WHAT THE TASK REQUIRES: Show, unchanged, each line of the listing below that contains the word "spectator".

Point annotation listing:

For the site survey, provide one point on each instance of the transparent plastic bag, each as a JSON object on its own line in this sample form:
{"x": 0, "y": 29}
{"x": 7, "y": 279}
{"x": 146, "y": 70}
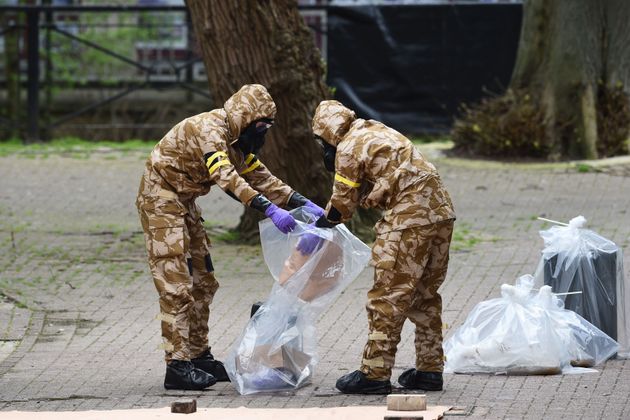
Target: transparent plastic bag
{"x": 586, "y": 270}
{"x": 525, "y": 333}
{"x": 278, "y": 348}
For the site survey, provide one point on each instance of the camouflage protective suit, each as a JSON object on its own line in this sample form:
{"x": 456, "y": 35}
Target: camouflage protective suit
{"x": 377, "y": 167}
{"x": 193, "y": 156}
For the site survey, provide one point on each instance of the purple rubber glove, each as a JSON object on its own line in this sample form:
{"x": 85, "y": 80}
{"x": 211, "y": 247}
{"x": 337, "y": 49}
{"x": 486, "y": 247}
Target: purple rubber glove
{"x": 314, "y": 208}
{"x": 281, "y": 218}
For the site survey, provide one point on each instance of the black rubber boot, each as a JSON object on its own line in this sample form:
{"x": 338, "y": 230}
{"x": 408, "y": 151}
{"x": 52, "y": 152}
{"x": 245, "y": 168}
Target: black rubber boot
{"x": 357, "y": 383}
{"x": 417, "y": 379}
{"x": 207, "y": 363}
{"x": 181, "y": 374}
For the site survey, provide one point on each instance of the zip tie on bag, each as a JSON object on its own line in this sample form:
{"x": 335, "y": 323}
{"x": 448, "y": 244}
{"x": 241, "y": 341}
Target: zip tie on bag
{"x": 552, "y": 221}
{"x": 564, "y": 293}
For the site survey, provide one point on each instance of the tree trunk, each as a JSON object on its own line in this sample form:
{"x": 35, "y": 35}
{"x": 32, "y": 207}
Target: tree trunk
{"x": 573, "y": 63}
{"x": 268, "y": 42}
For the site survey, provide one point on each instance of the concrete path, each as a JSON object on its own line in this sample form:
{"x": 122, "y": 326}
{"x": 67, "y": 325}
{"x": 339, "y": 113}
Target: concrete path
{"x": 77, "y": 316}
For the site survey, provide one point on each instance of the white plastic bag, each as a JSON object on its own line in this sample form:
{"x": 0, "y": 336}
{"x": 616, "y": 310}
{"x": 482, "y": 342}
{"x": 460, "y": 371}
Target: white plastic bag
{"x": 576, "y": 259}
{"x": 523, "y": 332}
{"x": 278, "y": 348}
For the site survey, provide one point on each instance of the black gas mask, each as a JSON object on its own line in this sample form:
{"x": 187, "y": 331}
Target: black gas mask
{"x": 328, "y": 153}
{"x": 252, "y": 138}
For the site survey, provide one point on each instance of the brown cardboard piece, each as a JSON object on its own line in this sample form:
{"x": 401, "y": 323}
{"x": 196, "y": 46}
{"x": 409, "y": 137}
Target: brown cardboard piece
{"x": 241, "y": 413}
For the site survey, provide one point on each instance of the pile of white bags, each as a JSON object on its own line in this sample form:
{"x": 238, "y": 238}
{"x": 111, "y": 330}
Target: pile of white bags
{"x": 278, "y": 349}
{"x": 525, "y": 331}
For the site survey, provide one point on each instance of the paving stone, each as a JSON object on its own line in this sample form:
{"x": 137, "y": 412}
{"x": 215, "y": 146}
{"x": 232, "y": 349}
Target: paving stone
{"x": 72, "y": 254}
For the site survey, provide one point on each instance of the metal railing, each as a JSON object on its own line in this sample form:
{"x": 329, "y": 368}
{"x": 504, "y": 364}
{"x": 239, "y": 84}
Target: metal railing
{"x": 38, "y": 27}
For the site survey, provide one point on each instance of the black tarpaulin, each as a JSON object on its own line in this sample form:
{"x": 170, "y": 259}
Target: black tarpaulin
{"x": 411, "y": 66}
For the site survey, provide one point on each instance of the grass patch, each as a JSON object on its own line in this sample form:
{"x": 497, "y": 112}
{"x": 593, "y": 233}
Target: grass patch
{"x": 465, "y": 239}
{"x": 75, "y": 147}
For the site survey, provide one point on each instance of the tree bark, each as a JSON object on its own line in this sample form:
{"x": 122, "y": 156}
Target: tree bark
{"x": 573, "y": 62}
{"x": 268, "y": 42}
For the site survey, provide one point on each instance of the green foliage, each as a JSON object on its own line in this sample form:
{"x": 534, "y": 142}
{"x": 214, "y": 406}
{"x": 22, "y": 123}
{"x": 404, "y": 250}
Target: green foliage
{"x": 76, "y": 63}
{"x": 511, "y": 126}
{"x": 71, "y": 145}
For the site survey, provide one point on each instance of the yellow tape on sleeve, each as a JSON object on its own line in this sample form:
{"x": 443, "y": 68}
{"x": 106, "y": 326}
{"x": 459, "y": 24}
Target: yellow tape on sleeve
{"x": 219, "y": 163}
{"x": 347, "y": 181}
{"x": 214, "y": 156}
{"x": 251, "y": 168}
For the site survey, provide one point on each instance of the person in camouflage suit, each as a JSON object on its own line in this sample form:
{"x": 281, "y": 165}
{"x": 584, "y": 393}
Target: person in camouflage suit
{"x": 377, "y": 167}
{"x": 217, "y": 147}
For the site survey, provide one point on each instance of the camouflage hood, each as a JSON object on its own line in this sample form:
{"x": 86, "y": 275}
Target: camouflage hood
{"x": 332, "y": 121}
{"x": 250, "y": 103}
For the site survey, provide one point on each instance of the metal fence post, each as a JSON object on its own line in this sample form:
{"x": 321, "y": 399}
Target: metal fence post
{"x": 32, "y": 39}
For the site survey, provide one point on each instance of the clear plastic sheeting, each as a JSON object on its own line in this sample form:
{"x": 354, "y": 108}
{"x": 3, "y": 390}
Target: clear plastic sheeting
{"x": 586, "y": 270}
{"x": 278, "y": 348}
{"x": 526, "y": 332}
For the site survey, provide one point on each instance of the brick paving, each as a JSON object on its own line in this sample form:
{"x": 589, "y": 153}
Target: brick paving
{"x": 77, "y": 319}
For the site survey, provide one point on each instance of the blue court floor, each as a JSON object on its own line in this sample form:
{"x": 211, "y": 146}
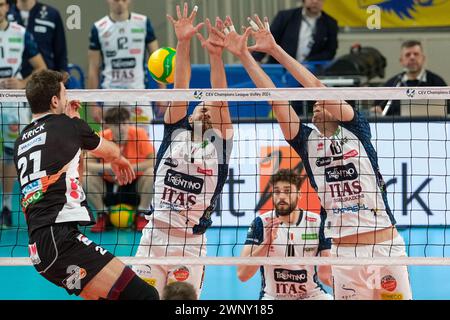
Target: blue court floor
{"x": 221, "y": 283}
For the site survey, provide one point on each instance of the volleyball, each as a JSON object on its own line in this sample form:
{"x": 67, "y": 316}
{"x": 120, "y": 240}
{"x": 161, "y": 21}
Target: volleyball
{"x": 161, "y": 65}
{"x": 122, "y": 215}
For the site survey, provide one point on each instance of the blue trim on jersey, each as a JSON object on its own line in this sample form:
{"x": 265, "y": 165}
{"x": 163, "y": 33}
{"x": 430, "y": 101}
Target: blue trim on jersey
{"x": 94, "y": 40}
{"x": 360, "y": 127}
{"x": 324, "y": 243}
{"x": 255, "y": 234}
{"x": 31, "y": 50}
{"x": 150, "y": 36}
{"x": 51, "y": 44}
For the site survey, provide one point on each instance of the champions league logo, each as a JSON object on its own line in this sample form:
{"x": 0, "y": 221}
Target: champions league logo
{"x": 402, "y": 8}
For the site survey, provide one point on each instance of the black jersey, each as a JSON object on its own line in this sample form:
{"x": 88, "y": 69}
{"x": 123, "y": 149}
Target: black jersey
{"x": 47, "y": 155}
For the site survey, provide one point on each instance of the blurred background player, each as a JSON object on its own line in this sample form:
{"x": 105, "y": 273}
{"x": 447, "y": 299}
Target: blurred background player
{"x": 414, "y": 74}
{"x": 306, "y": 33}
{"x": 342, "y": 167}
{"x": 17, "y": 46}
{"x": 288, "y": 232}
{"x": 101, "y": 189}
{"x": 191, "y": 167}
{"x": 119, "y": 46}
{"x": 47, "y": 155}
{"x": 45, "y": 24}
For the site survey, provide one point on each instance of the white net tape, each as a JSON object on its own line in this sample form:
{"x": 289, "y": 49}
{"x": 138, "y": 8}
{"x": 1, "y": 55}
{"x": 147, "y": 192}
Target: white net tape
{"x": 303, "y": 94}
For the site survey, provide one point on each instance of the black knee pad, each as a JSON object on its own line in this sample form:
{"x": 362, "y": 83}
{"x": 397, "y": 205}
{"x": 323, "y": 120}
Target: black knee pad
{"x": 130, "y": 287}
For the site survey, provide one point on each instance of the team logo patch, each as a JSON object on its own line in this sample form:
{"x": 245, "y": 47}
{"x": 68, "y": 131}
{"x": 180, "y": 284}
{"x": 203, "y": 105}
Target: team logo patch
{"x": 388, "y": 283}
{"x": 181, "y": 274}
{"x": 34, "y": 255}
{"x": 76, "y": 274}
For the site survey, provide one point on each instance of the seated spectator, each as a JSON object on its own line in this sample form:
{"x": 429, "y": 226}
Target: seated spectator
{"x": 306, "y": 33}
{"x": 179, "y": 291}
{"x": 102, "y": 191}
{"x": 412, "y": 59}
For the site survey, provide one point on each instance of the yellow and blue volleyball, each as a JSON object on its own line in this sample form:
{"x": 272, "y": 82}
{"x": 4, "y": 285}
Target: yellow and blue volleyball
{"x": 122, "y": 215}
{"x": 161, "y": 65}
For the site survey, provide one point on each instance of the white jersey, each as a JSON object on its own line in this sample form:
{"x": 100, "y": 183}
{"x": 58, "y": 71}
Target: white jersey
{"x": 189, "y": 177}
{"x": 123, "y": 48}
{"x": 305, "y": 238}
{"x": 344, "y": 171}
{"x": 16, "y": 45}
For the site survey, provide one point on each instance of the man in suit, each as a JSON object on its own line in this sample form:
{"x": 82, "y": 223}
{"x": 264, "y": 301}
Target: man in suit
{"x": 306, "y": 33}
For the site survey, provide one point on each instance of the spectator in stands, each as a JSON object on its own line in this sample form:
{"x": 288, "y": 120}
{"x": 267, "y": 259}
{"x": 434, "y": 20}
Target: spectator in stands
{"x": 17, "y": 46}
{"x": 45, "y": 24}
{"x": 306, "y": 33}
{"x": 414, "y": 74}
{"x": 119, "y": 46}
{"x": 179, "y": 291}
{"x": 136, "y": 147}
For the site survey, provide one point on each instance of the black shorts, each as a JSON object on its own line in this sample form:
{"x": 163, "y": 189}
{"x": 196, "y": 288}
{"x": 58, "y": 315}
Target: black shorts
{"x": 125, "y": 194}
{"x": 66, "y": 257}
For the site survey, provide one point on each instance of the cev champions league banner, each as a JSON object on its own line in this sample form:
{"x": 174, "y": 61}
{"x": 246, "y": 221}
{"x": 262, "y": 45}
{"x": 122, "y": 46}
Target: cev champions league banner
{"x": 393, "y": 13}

* * *

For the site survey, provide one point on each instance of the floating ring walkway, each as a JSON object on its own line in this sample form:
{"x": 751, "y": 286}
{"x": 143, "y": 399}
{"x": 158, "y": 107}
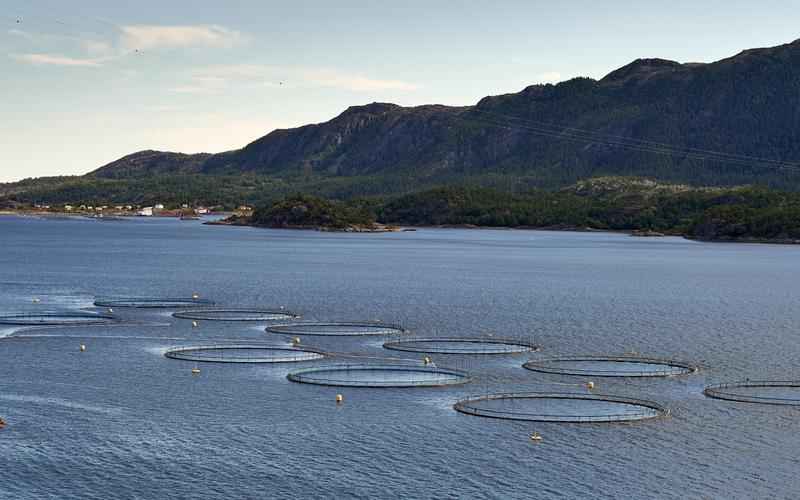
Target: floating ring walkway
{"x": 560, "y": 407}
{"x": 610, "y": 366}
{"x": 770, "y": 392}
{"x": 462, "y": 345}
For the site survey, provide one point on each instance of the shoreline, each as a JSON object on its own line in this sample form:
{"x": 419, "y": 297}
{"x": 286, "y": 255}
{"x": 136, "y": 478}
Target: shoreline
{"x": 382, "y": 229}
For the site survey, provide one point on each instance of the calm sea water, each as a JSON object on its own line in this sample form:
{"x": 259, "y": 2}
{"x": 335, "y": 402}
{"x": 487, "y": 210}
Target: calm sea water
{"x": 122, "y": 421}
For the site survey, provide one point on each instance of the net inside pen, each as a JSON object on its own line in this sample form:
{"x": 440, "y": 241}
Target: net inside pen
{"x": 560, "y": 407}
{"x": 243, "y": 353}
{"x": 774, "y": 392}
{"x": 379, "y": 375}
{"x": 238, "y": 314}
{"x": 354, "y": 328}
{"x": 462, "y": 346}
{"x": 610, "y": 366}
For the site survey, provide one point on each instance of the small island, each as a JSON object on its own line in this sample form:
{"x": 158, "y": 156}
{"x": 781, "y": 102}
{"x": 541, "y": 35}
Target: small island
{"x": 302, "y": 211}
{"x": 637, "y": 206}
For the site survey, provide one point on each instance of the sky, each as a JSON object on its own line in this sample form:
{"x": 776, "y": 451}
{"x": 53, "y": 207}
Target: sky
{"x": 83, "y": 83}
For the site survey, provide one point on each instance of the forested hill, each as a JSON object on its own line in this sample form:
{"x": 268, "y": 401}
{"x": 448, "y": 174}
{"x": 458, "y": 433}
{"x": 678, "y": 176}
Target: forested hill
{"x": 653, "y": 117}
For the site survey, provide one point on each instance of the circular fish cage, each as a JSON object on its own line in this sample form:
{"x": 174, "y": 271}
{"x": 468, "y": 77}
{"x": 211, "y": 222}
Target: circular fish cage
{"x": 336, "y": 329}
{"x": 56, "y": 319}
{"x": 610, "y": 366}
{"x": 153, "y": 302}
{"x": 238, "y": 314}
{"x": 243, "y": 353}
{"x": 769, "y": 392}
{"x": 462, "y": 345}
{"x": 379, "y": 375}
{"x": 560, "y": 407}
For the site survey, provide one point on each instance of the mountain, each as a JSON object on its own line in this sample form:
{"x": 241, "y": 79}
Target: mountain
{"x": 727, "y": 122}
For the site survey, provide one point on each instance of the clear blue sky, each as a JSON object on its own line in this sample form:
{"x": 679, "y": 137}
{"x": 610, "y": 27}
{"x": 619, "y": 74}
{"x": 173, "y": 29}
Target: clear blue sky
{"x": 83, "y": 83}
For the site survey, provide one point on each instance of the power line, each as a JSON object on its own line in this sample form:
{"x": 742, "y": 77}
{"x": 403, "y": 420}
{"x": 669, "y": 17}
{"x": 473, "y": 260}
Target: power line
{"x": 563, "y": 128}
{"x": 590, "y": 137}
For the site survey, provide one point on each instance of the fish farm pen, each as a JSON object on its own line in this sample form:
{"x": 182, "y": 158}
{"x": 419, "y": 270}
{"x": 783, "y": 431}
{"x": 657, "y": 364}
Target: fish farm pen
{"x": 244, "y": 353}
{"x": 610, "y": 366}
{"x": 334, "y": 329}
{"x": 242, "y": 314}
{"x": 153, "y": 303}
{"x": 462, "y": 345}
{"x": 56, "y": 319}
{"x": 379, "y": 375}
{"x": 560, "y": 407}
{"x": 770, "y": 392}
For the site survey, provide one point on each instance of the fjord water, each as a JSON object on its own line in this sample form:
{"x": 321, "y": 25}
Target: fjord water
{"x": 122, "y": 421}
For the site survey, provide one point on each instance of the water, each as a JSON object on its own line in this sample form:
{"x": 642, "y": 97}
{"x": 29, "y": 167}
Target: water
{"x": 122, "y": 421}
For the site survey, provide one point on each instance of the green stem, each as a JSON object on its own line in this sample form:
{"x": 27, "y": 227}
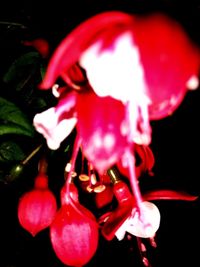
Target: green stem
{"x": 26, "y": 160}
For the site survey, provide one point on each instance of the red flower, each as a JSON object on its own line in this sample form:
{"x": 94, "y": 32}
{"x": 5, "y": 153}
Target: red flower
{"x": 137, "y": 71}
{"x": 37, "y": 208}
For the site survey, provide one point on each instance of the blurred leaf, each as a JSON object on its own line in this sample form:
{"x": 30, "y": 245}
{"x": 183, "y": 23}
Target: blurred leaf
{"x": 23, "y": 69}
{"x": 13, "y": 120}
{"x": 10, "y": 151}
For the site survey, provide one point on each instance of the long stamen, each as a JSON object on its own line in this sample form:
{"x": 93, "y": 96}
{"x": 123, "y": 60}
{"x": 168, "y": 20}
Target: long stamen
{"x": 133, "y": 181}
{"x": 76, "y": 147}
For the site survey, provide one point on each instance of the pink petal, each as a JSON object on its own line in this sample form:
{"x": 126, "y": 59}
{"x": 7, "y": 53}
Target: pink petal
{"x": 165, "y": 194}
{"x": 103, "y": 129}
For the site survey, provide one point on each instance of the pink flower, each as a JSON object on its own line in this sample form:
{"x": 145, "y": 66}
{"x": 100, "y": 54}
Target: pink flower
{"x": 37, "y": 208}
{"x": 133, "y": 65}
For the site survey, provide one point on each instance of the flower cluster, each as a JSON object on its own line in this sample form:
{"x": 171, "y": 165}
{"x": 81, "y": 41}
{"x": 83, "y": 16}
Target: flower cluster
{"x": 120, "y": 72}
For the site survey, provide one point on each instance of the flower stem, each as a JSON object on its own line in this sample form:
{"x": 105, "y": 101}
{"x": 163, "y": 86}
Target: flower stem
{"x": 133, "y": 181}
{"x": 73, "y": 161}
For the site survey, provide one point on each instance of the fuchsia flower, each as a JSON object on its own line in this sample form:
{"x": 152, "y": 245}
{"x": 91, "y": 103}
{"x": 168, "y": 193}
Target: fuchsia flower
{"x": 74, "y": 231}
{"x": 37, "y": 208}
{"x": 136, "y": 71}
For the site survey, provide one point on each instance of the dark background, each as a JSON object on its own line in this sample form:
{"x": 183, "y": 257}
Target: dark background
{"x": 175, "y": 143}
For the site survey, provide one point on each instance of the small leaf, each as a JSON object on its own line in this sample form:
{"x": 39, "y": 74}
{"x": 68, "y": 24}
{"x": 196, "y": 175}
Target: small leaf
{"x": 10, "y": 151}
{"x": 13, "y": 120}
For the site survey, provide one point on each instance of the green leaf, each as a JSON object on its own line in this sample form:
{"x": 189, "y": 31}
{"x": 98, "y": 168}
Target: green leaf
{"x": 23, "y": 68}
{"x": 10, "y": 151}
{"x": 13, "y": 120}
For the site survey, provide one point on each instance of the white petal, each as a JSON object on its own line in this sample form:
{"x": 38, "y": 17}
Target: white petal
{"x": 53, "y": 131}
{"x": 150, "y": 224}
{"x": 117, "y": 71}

WRITTEN RESPONSE:
For the site survey, provide one point on each instance of the seated spectator, each as a JSON object on its own line in this sample form:
Target: seated spectator
For the site survey, provide one point on each instance of the spectator in stands, each as a JSON object on its own line in this sample form:
Target: spectator in stands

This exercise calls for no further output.